**PASSAGE CHOISI**
########

Les yeux d'une nation voyent beaucoup moins quand les imaginations ne s'échauffent pas: celles des Grecs s'enflammerent encore sur les merveilles que les dieux opererent par les héros. Deucalion après un déluge jetta des pierres derriere lui; & ces pierres se rechangerent en hommes pour repeupler la Grece. Hercule sépara deux montagnes, pour ouvrir un passage à l'Océean. Cadmus tua un dragon dont les dents semées dans la terre, produisirent une moisson de soldats. Atlas avoit soutenu le ciel; un peuple impie fut changé en grenouilles, un autre en rocher.

Les fastes de la religion romaine, au lieu de ces sublimes extravagances, nous présentent des voix formées dans les airs, des colomnes de feu qui s'arrêtent sur des légions, des fleuves qui remontent à leur source, des simulacres qui suent, d'autres qui parlent, des spectres ambulans, des pluies de lait de pierres, & de sang; c'est ainsi que les dieux annonçoient aux Romains leur protection ou leur colere. Ces prodiges quoiqu'attestés par les histoires, confirmés par les traditions, consacrés par les monumens, enseignes par les pontifes, sont sans doute aussi faux que les monstrueuses rêveries des Grecs; mais il ne falloit pas tant de fanatisme pour les croire. Concluons qu'en tout, le merveilleux de la religion romaine fut moins fanatique. Il reste une derniere chose à prouver.

########

**EXTRAIT DES DONNÉES**

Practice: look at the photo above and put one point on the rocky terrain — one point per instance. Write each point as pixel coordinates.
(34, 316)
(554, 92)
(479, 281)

########

**TÂCHES À FAIRE**
**a.** Citez tous les personnages de la mythologie grecque nommés dans le texte sur les prodiges grecs et romains.
**b.** Résumez en deux phrases le texte sur les prodiges grecs et romains.
**c.** Donnez la suite du texte sur les prodiges grecs et romains, juste après sa dernière phrase.

**RÉPONSES**
**a.** Deucalion, Hercule, Cadmus, Atlas

**b.** L'imagination des Grecs s'enflammait pour les merveilles que les dieux faisaient par les héros, comme les pierres de Deucalion changées en hommes ou les montagnes séparées par Hercule. La religion romaine offrait plutôt des voix dans les airs, des statues qui suent ou des pluies de sang, prodiges sans doute aussi faux que ceux des Grecs mais qui demandaient moins de fanatisme pour y croire.

**c.**
Son culte fut plus sage: il consistoit comme dans la Grece en fêtes, en jeux, & en sacrifices. Les fêtes grecques portoient une empreinte d'extravagance qui ne convenoit pas à la sagesse romaine: ce n'étoit pas seulement dans les sombres retraites des oracles; c'étoit au grand jour, au milieu des processions publiques, qu'on voit des enthousiastes dont le regard farouche, les yeux étincelans, le visage enflammé, les cheveux hérissés, la bouche écumante, passoient pour des preuves certaines de l'esprit divin qui les agitoit; & ce dieu ne manquoit pas de parler par leur bouche. On y voyoit de fameux corybantes, qui au bruit des tambours & des tymbales, dansant, tournant rapidement sur eux - mêmes, se faisoient de cruelles plaies pour honorer la mere des dieux. On y entendoit des gémissemens, des lamentations, des cris lugubres; c'étoient des femmes désolées qui pleuroient l'enlevement de Proserpine, ou la mort d'Adonis.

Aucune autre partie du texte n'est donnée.